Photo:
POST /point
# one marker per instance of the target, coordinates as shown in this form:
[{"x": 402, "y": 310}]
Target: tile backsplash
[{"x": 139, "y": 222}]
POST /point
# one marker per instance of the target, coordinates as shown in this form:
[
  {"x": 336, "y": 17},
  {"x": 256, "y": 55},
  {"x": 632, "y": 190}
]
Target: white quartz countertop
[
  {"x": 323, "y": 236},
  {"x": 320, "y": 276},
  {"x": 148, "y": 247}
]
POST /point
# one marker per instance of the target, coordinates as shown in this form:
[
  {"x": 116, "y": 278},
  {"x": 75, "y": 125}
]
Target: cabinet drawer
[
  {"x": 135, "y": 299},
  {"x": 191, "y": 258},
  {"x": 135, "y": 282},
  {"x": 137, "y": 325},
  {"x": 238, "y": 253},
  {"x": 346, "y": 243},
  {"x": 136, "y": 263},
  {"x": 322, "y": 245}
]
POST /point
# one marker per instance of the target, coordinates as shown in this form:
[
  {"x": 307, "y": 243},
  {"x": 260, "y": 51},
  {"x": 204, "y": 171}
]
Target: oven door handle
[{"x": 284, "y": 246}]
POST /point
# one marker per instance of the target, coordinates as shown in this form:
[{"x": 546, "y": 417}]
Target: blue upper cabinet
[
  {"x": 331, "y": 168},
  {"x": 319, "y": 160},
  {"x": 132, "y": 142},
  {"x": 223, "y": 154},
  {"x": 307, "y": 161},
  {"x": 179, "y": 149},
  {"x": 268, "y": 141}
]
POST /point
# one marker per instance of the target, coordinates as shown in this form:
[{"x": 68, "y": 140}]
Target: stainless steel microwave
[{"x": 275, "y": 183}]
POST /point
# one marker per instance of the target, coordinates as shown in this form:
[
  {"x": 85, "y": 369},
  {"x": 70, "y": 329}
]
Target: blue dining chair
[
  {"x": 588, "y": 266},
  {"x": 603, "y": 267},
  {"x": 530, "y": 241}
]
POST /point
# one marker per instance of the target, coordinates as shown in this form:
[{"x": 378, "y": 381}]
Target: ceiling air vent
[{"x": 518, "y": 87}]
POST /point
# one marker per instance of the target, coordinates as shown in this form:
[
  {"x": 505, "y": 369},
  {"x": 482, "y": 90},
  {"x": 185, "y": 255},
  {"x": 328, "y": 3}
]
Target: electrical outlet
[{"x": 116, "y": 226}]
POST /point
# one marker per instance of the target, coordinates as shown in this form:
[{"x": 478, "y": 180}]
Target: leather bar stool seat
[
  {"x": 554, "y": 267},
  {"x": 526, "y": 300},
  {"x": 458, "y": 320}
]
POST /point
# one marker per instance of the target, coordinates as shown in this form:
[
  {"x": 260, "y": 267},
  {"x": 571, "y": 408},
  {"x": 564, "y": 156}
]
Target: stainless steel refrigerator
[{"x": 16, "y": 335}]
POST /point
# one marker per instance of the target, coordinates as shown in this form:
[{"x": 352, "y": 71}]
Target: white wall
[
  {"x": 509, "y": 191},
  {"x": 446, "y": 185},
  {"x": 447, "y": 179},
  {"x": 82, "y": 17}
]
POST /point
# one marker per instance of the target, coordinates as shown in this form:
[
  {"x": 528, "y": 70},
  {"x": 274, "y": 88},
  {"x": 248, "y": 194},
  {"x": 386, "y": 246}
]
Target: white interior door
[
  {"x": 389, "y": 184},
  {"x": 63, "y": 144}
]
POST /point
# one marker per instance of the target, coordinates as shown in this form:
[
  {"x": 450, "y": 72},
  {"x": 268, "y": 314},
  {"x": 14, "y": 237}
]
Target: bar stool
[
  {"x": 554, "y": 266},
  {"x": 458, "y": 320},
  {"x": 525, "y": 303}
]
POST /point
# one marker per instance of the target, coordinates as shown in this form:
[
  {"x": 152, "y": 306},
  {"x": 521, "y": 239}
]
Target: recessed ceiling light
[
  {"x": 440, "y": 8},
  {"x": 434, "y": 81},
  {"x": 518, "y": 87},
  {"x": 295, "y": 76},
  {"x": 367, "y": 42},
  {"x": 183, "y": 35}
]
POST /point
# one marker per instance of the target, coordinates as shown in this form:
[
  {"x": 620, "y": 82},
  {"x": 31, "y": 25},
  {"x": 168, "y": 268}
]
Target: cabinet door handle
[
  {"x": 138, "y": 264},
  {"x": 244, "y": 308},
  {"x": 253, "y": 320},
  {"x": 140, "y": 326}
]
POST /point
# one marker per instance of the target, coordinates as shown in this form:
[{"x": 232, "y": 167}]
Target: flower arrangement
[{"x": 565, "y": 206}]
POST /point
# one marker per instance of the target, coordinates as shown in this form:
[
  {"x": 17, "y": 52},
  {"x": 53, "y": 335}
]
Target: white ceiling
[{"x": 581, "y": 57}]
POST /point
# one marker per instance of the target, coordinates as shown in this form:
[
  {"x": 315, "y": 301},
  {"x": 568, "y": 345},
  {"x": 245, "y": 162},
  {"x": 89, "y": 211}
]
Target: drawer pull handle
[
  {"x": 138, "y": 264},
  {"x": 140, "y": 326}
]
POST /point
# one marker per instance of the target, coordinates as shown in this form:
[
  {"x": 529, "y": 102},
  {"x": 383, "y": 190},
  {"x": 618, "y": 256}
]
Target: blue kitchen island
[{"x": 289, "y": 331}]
_ _ _ _ _
- **EXERCISE DESCRIPTION**:
The listing above is to be reproduced without a single change.

- **RESULT FOR THIS TASK**:
Photo:
POST /point
# one marker per instance of the target, coordinates as shown in this form:
[{"x": 402, "y": 310}]
Target: tile backsplash
[{"x": 139, "y": 222}]
POST /point
# one marker per instance of the target, coordinates as shown in this form:
[
  {"x": 336, "y": 17},
  {"x": 256, "y": 55},
  {"x": 632, "y": 190}
]
Target: white quartz countertop
[
  {"x": 323, "y": 236},
  {"x": 320, "y": 276},
  {"x": 148, "y": 247}
]
POST /point
# one marker per instance of the target, coordinates as shown in this form:
[
  {"x": 116, "y": 278},
  {"x": 75, "y": 125}
]
Target: cabinet drawer
[
  {"x": 135, "y": 299},
  {"x": 191, "y": 258},
  {"x": 135, "y": 282},
  {"x": 137, "y": 325},
  {"x": 238, "y": 253},
  {"x": 346, "y": 243},
  {"x": 136, "y": 263},
  {"x": 322, "y": 245}
]
POST /point
# one marker per instance of the target, coordinates as shown in this form:
[
  {"x": 307, "y": 243},
  {"x": 260, "y": 51},
  {"x": 204, "y": 171}
]
Target: oven door handle
[{"x": 284, "y": 246}]
POST /point
# one marker per instance of the target, coordinates as shown in this form:
[{"x": 546, "y": 417}]
Target: blue upper cabinet
[
  {"x": 331, "y": 168},
  {"x": 319, "y": 160},
  {"x": 132, "y": 142},
  {"x": 223, "y": 154},
  {"x": 307, "y": 161},
  {"x": 179, "y": 149},
  {"x": 268, "y": 141}
]
POST /point
# one marker per instance of the target, coordinates as shown in this form:
[{"x": 68, "y": 140}]
Target: stainless steel microwave
[{"x": 275, "y": 183}]
POST /point
# one marker per instance of the target, coordinates as shown in this form:
[
  {"x": 85, "y": 369},
  {"x": 70, "y": 329}
]
Target: blue dining chair
[
  {"x": 588, "y": 266},
  {"x": 603, "y": 267},
  {"x": 530, "y": 241}
]
POST /point
# one marker per instance of the target, coordinates as shown in this form:
[{"x": 378, "y": 381}]
Target: ceiling air vent
[{"x": 518, "y": 87}]
POST /point
# one marker per instance of the target, coordinates as shown in this form:
[
  {"x": 505, "y": 369},
  {"x": 482, "y": 90},
  {"x": 185, "y": 255},
  {"x": 328, "y": 3}
]
Target: electrical outlet
[{"x": 116, "y": 226}]
POST /point
# one marker per instance of the target, coordinates as shown in this form:
[{"x": 478, "y": 180}]
Target: leather bar stool seat
[
  {"x": 554, "y": 267},
  {"x": 526, "y": 300},
  {"x": 458, "y": 320}
]
POST /point
# one marker per instance of the target, coordinates as shown in this form:
[
  {"x": 260, "y": 267},
  {"x": 571, "y": 408},
  {"x": 564, "y": 156}
]
Target: stainless steel refrigerator
[{"x": 16, "y": 335}]
POST /point
# one marker per instance of the target, coordinates as shown in this form:
[{"x": 352, "y": 71}]
Target: white wall
[
  {"x": 509, "y": 191},
  {"x": 446, "y": 185},
  {"x": 447, "y": 179},
  {"x": 82, "y": 17}
]
POST /point
# one marker per instance of the target, coordinates as shown in this form:
[
  {"x": 528, "y": 70},
  {"x": 274, "y": 88},
  {"x": 248, "y": 194},
  {"x": 386, "y": 246}
]
Target: white interior door
[
  {"x": 389, "y": 184},
  {"x": 63, "y": 144}
]
POST /point
# one marker per instance of the target, coordinates as shown in this form:
[
  {"x": 450, "y": 72},
  {"x": 268, "y": 314},
  {"x": 14, "y": 237}
]
Target: bar stool
[
  {"x": 554, "y": 266},
  {"x": 458, "y": 320},
  {"x": 525, "y": 303}
]
POST /point
# one marker per instance of the target, coordinates as shown in this form:
[
  {"x": 152, "y": 306},
  {"x": 521, "y": 239}
]
Target: recessed ceiling light
[
  {"x": 440, "y": 8},
  {"x": 434, "y": 81},
  {"x": 518, "y": 87},
  {"x": 295, "y": 76},
  {"x": 367, "y": 42},
  {"x": 183, "y": 35}
]
POST /point
# one marker per instance of the target, coordinates as shown in this form:
[
  {"x": 620, "y": 82},
  {"x": 31, "y": 25},
  {"x": 168, "y": 268}
]
Target: cabinet door handle
[
  {"x": 138, "y": 264},
  {"x": 244, "y": 308},
  {"x": 253, "y": 320},
  {"x": 140, "y": 326}
]
POST /point
# one marker per instance of the target, coordinates as shown in this form:
[{"x": 232, "y": 167}]
Target: flower arrangement
[{"x": 565, "y": 206}]
POST /point
# one marker per instance of the target, coordinates as shown in this form:
[
  {"x": 17, "y": 52},
  {"x": 53, "y": 335}
]
Target: white ceiling
[{"x": 581, "y": 57}]
POST /point
# one marker per instance of the target, coordinates as shown in this form:
[
  {"x": 315, "y": 301},
  {"x": 568, "y": 345},
  {"x": 245, "y": 162},
  {"x": 89, "y": 211}
]
Target: drawer pull handle
[
  {"x": 138, "y": 264},
  {"x": 140, "y": 326}
]
POST /point
# one marker per instance of the target, coordinates as shown in this form:
[
  {"x": 529, "y": 102},
  {"x": 383, "y": 190},
  {"x": 618, "y": 256}
]
Target: blue kitchen island
[{"x": 289, "y": 331}]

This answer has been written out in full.